§ Extracted information
***

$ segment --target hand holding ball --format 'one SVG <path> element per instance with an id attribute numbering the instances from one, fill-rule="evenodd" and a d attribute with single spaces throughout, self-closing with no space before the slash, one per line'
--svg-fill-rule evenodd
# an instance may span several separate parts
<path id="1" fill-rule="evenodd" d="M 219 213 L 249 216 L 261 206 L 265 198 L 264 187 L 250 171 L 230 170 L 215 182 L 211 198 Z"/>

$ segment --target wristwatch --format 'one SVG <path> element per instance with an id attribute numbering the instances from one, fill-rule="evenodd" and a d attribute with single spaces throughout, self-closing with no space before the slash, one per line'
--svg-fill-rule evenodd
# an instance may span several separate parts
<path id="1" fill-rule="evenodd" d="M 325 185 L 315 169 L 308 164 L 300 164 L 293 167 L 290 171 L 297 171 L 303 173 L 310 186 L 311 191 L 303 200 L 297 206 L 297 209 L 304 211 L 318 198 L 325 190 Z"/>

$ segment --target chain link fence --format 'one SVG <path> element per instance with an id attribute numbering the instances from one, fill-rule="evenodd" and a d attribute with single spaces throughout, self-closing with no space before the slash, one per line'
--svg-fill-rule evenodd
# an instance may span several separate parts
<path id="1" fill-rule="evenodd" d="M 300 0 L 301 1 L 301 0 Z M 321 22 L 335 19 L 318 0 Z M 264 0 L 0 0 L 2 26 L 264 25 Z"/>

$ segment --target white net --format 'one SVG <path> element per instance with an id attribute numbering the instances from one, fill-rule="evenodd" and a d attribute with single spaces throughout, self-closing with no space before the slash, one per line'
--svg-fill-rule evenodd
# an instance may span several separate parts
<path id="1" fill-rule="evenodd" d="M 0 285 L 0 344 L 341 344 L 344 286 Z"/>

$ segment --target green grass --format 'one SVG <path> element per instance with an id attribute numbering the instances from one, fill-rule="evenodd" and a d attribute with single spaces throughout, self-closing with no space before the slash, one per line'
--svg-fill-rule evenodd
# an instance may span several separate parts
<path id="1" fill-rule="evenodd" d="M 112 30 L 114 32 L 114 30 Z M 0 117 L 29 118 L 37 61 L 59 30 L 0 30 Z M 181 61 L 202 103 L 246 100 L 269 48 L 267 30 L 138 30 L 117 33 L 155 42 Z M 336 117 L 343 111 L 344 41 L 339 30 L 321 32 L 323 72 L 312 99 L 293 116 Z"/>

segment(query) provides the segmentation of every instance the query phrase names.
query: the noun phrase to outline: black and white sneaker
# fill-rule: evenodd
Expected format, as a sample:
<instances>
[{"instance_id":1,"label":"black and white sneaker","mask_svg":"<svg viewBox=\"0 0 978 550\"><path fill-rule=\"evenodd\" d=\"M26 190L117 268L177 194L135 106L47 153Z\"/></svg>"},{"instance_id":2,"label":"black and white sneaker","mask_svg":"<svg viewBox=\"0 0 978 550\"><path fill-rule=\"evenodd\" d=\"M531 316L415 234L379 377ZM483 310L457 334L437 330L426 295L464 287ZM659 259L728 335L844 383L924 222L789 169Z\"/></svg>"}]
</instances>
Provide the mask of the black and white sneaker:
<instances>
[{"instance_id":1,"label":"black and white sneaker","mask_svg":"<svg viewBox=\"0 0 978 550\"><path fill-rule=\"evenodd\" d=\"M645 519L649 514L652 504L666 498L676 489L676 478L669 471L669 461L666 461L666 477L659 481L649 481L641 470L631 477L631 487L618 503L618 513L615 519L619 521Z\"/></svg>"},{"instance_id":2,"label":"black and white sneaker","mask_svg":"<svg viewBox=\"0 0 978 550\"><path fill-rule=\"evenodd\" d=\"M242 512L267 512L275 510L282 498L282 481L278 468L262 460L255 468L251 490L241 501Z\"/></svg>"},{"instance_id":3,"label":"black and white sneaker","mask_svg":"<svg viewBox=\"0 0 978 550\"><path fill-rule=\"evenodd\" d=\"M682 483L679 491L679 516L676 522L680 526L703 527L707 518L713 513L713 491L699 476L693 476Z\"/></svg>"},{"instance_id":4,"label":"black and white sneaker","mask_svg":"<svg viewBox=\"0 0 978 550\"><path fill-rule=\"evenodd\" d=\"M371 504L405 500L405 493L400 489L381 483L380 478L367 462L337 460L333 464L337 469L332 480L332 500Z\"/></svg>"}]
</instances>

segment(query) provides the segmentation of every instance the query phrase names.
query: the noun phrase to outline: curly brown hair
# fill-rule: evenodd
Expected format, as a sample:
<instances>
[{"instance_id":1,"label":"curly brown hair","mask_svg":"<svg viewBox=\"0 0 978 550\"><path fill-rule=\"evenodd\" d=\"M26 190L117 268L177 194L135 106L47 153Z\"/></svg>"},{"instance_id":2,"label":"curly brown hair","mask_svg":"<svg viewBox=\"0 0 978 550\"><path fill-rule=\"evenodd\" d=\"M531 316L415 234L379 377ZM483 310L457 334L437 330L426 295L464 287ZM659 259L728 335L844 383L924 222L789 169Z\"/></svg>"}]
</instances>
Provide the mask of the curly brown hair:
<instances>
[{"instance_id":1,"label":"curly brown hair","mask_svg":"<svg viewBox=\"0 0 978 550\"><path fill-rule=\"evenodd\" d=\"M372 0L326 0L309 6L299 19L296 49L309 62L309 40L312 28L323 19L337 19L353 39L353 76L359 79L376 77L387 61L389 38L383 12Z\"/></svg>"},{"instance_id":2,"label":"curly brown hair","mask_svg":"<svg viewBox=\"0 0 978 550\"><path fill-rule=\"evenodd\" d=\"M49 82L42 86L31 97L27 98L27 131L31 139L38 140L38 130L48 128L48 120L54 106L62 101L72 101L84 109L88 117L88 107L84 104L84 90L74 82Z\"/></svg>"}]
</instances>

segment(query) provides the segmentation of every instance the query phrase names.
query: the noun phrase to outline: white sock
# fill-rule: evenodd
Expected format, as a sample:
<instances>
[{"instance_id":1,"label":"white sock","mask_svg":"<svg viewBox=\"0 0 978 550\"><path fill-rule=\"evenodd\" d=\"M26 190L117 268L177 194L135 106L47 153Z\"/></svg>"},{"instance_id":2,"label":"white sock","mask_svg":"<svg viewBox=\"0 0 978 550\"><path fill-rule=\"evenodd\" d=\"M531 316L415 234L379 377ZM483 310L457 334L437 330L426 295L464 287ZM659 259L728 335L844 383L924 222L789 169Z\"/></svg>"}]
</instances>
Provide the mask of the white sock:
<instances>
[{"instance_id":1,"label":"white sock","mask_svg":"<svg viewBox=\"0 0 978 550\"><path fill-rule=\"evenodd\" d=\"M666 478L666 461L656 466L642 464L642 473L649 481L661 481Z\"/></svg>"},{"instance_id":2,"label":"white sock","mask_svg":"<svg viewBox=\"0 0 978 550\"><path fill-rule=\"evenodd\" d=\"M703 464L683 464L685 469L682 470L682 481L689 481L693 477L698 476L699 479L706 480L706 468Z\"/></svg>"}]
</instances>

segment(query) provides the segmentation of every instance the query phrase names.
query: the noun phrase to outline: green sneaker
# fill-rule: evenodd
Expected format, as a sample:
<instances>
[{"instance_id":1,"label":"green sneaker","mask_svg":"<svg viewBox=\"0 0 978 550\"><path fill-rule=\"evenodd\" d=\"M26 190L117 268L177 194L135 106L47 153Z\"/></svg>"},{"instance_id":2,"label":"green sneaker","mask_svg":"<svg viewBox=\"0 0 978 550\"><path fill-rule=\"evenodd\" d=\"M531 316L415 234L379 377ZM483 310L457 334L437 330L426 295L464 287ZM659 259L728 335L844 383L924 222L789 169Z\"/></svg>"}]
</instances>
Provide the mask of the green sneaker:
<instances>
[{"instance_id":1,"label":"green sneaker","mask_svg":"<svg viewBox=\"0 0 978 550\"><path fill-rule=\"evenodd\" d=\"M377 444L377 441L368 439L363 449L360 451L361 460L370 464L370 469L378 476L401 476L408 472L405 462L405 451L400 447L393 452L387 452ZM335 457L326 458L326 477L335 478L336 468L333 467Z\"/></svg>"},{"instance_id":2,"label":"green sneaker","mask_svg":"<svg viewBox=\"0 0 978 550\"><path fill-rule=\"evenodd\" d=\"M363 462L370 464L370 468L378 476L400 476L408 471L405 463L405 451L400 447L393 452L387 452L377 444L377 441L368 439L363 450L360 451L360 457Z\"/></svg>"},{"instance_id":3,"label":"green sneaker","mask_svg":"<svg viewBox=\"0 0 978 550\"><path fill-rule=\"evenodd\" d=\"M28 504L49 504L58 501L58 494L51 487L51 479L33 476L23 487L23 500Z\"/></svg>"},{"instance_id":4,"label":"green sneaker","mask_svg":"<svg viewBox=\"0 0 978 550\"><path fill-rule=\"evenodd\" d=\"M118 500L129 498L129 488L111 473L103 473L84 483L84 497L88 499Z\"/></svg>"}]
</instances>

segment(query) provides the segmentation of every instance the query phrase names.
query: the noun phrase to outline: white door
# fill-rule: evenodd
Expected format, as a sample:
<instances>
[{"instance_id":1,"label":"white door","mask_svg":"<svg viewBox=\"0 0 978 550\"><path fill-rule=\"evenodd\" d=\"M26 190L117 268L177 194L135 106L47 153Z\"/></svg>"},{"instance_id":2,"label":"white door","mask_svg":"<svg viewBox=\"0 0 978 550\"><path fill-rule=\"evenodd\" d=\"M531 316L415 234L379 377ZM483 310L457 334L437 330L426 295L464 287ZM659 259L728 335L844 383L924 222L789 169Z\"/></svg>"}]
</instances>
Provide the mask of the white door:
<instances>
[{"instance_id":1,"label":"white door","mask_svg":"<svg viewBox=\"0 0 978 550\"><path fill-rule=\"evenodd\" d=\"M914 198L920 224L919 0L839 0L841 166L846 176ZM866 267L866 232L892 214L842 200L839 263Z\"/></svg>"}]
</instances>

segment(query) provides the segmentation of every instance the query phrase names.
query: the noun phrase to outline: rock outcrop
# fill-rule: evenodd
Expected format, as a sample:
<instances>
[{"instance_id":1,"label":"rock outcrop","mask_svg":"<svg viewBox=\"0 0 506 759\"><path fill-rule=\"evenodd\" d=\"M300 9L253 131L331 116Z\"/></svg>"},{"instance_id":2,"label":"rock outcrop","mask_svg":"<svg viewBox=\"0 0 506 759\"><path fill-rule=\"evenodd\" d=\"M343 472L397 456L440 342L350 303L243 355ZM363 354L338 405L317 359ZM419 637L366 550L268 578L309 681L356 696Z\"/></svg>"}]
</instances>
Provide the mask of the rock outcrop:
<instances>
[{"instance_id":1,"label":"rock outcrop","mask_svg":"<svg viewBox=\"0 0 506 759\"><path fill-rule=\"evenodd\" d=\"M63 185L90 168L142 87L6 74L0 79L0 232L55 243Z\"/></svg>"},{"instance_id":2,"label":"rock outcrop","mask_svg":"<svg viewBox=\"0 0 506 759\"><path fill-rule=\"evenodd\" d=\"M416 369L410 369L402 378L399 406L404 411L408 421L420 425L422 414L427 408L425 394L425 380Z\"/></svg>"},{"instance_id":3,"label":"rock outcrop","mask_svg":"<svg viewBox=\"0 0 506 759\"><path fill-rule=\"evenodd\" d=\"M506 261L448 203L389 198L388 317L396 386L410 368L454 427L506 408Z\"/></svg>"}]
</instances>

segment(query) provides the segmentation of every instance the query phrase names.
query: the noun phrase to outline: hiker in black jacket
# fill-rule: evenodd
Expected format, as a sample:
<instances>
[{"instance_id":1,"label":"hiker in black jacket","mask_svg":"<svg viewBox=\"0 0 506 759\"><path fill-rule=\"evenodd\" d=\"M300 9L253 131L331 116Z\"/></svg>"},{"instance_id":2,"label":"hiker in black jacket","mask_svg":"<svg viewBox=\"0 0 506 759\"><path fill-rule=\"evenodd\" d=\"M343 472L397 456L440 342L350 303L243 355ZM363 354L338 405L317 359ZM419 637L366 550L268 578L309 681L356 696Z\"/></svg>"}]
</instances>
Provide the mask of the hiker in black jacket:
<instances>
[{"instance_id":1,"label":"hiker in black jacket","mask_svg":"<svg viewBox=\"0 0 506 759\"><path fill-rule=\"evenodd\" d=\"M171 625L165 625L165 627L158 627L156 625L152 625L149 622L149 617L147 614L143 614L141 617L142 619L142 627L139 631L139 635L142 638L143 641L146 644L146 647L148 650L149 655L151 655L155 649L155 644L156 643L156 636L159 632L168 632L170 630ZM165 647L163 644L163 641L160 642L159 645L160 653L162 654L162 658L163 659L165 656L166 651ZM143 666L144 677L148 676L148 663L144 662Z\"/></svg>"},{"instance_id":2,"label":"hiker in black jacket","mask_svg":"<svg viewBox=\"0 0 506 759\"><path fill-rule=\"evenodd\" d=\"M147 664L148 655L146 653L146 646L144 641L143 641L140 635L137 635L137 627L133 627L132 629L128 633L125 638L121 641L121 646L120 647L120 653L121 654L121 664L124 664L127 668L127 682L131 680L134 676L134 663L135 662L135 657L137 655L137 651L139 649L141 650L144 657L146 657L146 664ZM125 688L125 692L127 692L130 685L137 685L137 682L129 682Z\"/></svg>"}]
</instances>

***

§ What this task involves
Copy the records word for word, from the very start through the line containing "300 0 L 301", with that line included.

§ Task output
$ segment --target hand holding ball --format 'one SVG <path> element per instance with an id attribute numbering the instances from one, fill-rule="evenodd" and a d attribute with single spaces throughout, self-closing with no space before the slash, one per line'
--svg-fill-rule evenodd
# an instance may span several separate parts
<path id="1" fill-rule="evenodd" d="M 219 213 L 249 216 L 261 206 L 265 198 L 264 187 L 250 171 L 230 170 L 215 182 L 211 198 Z"/>

$ segment --target wristwatch --format 'one SVG <path> element per instance with an id attribute numbering the instances from one, fill-rule="evenodd" and a d attribute with single spaces throughout, self-closing with no space before the slash, one per line'
--svg-fill-rule evenodd
# an instance may span several separate parts
<path id="1" fill-rule="evenodd" d="M 325 185 L 315 169 L 308 164 L 300 164 L 293 167 L 290 171 L 297 171 L 303 173 L 310 186 L 311 191 L 303 200 L 297 206 L 297 209 L 304 211 L 318 198 L 325 190 Z"/>

$ segment --target chain link fence --format 'one SVG <path> element per instance with an id attribute numbering the instances from one, fill-rule="evenodd" and a d attribute with single spaces throughout, self-closing with no space before the slash, one per line'
--svg-fill-rule evenodd
# an instance may span several separate parts
<path id="1" fill-rule="evenodd" d="M 300 0 L 301 1 L 301 0 Z M 321 22 L 335 19 L 318 0 Z M 264 0 L 0 0 L 2 26 L 264 25 Z"/>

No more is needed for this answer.